**WRITTEN INSTRUCTION**
List every line of the listing below that contains the word "navy", copying each such line in full.

## Begin DATASET ROWS

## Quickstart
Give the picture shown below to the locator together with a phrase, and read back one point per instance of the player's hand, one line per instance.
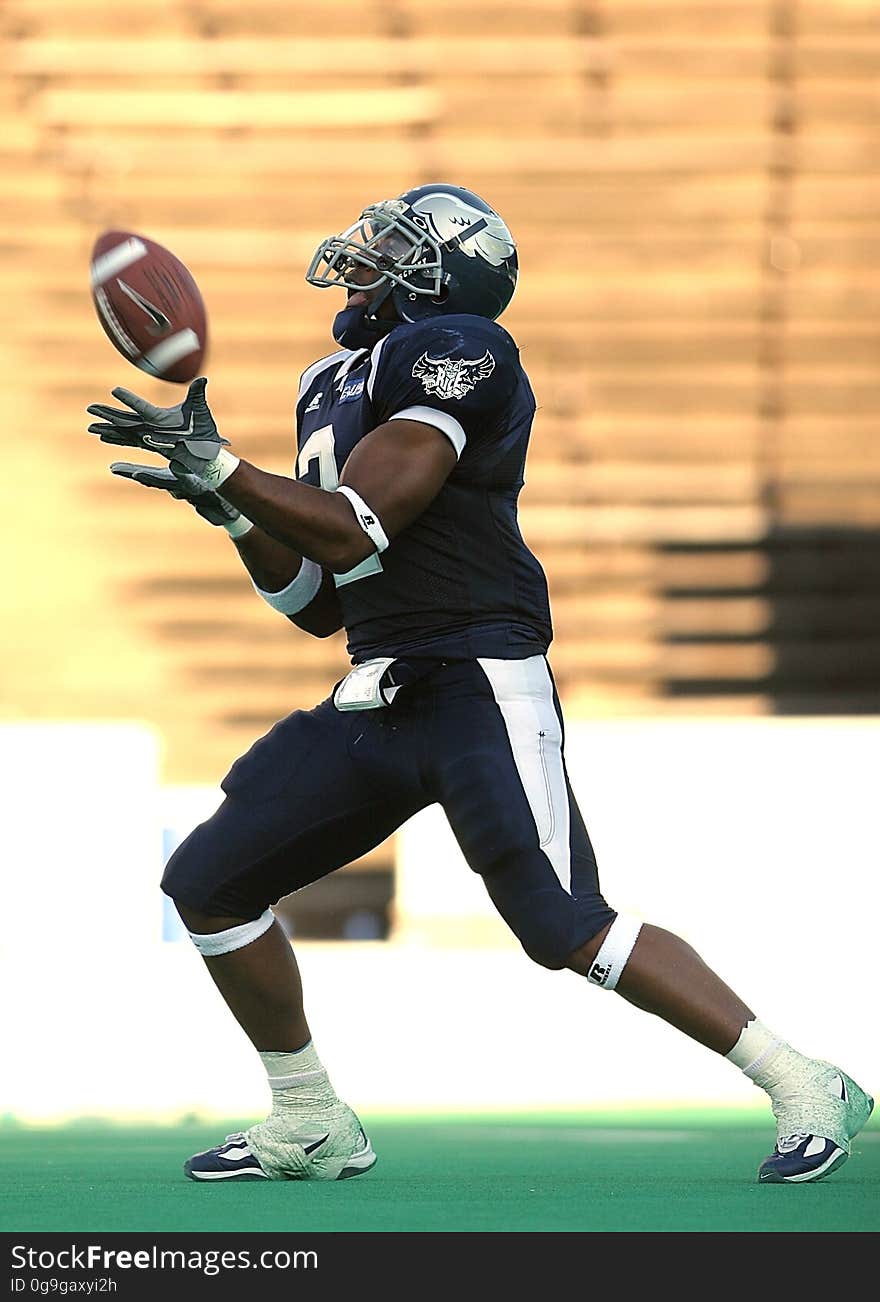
(185, 487)
(185, 434)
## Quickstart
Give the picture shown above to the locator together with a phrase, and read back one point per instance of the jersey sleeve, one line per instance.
(453, 374)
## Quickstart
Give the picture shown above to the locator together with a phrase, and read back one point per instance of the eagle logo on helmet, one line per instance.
(452, 378)
(449, 219)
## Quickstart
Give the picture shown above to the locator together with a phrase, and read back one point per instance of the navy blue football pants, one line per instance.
(483, 738)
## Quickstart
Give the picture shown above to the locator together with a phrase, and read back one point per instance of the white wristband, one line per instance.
(219, 470)
(298, 593)
(240, 526)
(367, 518)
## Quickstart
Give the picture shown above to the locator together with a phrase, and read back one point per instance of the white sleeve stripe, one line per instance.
(300, 591)
(366, 518)
(440, 421)
(316, 367)
(374, 363)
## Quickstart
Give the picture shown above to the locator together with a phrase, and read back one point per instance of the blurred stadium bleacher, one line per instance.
(695, 192)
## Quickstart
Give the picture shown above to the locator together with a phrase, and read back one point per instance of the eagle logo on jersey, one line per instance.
(452, 376)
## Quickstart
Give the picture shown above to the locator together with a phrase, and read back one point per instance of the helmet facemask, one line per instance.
(400, 251)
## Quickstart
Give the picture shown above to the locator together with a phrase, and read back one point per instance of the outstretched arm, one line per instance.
(274, 567)
(271, 565)
(388, 479)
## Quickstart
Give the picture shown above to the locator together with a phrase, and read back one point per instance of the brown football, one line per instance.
(149, 305)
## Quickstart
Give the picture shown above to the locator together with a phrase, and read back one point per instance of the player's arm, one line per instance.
(284, 578)
(387, 482)
(401, 465)
(297, 589)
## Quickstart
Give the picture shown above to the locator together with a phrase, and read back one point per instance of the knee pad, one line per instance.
(615, 952)
(233, 938)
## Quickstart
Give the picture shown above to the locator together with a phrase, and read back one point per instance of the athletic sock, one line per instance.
(768, 1061)
(300, 1083)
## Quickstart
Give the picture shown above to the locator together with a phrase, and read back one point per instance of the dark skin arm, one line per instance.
(397, 469)
(274, 567)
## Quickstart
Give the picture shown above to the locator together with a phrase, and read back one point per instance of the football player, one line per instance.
(400, 526)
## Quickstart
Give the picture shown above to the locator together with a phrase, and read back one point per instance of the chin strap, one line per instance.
(354, 328)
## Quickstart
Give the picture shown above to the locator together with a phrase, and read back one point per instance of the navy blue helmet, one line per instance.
(436, 250)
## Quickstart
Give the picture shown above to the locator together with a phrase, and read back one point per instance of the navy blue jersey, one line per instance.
(458, 582)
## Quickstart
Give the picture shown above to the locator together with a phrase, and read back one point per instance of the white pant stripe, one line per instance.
(523, 692)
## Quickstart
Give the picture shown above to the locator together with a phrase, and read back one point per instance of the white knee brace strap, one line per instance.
(615, 952)
(234, 938)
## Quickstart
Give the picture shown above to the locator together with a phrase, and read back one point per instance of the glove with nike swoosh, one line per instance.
(185, 487)
(185, 434)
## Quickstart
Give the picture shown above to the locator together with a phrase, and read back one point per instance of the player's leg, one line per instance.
(818, 1108)
(503, 783)
(302, 802)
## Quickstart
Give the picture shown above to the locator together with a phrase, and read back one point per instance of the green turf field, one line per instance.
(667, 1172)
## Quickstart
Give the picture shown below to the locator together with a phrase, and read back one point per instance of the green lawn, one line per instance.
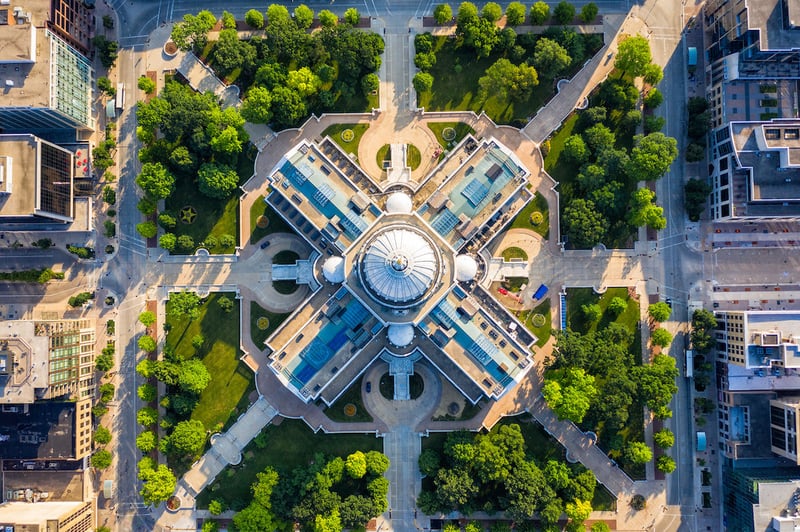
(455, 86)
(523, 219)
(335, 133)
(461, 129)
(257, 311)
(276, 223)
(231, 380)
(350, 396)
(287, 446)
(577, 297)
(542, 333)
(514, 252)
(214, 217)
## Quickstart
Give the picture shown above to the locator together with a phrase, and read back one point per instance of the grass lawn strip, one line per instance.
(335, 133)
(231, 380)
(276, 223)
(289, 445)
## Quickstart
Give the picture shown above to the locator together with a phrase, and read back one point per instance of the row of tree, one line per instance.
(563, 14)
(328, 495)
(491, 472)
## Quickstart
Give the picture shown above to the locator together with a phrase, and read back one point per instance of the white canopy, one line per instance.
(401, 335)
(466, 268)
(333, 270)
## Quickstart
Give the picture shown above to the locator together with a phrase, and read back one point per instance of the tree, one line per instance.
(653, 99)
(584, 225)
(423, 82)
(352, 16)
(101, 459)
(217, 180)
(633, 55)
(664, 438)
(575, 150)
(184, 303)
(146, 343)
(661, 337)
(652, 74)
(147, 416)
(564, 12)
(254, 18)
(638, 452)
(592, 312)
(287, 107)
(578, 511)
(327, 19)
(155, 180)
(443, 14)
(696, 193)
(104, 85)
(589, 12)
(492, 11)
(254, 518)
(146, 392)
(599, 138)
(569, 393)
(540, 12)
(167, 241)
(303, 16)
(101, 435)
(515, 13)
(159, 485)
(550, 58)
(146, 441)
(659, 312)
(665, 464)
(192, 32)
(304, 82)
(147, 318)
(193, 376)
(617, 305)
(257, 106)
(188, 437)
(651, 156)
(356, 465)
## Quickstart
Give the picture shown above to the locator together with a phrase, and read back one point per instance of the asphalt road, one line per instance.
(139, 17)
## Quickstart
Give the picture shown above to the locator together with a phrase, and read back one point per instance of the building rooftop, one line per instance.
(36, 178)
(42, 430)
(23, 362)
(777, 31)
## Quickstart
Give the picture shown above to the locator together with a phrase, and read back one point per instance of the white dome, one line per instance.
(399, 203)
(333, 270)
(401, 335)
(399, 265)
(466, 268)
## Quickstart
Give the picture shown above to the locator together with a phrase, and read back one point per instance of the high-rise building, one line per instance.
(47, 82)
(36, 181)
(752, 77)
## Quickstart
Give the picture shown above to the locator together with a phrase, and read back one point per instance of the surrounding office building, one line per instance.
(36, 181)
(23, 516)
(761, 499)
(47, 82)
(752, 76)
(399, 283)
(46, 360)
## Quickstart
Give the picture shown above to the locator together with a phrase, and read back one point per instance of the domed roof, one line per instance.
(466, 268)
(399, 265)
(333, 270)
(399, 203)
(400, 335)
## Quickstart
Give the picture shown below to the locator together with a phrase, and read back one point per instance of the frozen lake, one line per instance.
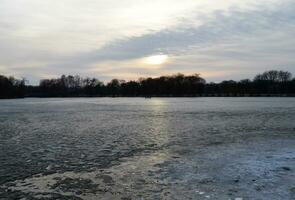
(136, 148)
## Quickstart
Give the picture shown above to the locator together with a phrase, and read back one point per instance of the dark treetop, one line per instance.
(269, 83)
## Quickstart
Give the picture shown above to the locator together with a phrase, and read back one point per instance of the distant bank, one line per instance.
(271, 83)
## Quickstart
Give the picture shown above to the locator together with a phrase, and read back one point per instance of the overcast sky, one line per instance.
(220, 39)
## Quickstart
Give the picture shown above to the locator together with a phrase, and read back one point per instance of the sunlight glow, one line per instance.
(156, 60)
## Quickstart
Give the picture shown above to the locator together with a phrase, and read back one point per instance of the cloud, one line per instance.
(227, 39)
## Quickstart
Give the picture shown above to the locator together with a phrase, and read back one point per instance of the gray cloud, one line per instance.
(240, 42)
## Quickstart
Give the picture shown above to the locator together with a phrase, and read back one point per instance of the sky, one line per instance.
(129, 39)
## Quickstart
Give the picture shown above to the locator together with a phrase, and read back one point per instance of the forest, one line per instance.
(269, 83)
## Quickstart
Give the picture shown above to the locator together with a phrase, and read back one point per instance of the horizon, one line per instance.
(221, 40)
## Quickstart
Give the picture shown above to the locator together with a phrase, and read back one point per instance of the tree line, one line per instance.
(269, 83)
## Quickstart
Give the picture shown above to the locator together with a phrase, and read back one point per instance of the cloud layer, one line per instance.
(106, 39)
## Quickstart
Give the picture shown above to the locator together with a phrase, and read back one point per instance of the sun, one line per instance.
(156, 59)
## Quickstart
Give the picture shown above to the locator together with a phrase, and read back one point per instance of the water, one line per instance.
(89, 148)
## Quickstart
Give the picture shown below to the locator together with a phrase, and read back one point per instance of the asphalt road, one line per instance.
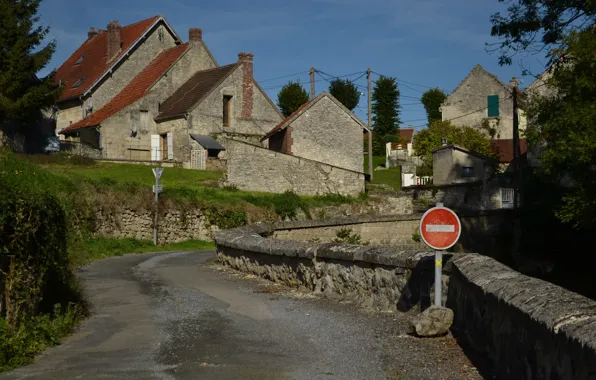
(173, 316)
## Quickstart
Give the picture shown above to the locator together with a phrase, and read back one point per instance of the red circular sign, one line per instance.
(440, 228)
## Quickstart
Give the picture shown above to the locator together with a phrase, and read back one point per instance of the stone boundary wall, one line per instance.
(527, 328)
(384, 278)
(259, 169)
(520, 327)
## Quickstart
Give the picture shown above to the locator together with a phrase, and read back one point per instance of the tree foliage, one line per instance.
(432, 100)
(22, 93)
(385, 106)
(291, 97)
(563, 132)
(346, 92)
(427, 140)
(533, 25)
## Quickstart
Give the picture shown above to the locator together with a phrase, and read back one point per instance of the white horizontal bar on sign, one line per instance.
(440, 228)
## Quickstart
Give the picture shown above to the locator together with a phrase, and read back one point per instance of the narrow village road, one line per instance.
(175, 316)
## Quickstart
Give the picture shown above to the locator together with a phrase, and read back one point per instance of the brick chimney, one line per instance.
(195, 35)
(113, 39)
(246, 59)
(92, 33)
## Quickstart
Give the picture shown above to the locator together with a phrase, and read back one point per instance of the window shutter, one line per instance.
(170, 146)
(493, 105)
(155, 152)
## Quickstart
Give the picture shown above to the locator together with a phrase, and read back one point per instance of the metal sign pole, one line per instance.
(156, 209)
(438, 277)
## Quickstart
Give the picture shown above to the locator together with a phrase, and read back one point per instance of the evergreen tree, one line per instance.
(291, 97)
(22, 93)
(385, 106)
(432, 100)
(346, 92)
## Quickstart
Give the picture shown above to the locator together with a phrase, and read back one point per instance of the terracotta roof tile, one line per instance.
(193, 91)
(95, 61)
(504, 149)
(135, 90)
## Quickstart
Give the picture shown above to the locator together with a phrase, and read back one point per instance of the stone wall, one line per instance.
(526, 328)
(383, 278)
(258, 169)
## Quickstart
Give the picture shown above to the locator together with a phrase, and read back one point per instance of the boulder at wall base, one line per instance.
(435, 320)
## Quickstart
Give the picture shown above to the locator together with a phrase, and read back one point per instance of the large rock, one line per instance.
(435, 320)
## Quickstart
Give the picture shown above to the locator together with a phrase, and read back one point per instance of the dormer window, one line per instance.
(81, 58)
(78, 83)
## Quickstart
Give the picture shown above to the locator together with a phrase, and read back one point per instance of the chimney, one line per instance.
(92, 33)
(513, 83)
(113, 39)
(195, 35)
(246, 59)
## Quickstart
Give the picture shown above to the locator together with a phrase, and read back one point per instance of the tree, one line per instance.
(562, 130)
(22, 93)
(432, 100)
(385, 106)
(346, 92)
(430, 139)
(534, 25)
(291, 97)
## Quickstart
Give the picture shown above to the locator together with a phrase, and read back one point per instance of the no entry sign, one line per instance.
(440, 228)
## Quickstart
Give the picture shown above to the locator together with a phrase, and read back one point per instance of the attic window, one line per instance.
(78, 83)
(81, 58)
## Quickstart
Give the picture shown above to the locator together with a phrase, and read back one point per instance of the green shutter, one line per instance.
(493, 105)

## End DATASET ROWS

**OUTPUT OF THE TASK**
Give the picture shown above to the locator together with a phrase, and read back one point per instance of the navy blue football pants, one line per instance.
Give the picture shown above to the locator together with a phrase, and read back one point per instance of the navy blue helmet, one line per instance.
Give the picture shown above to the locator together with a phrase, and read back one point per instance of the navy blue jersey, one line per instance.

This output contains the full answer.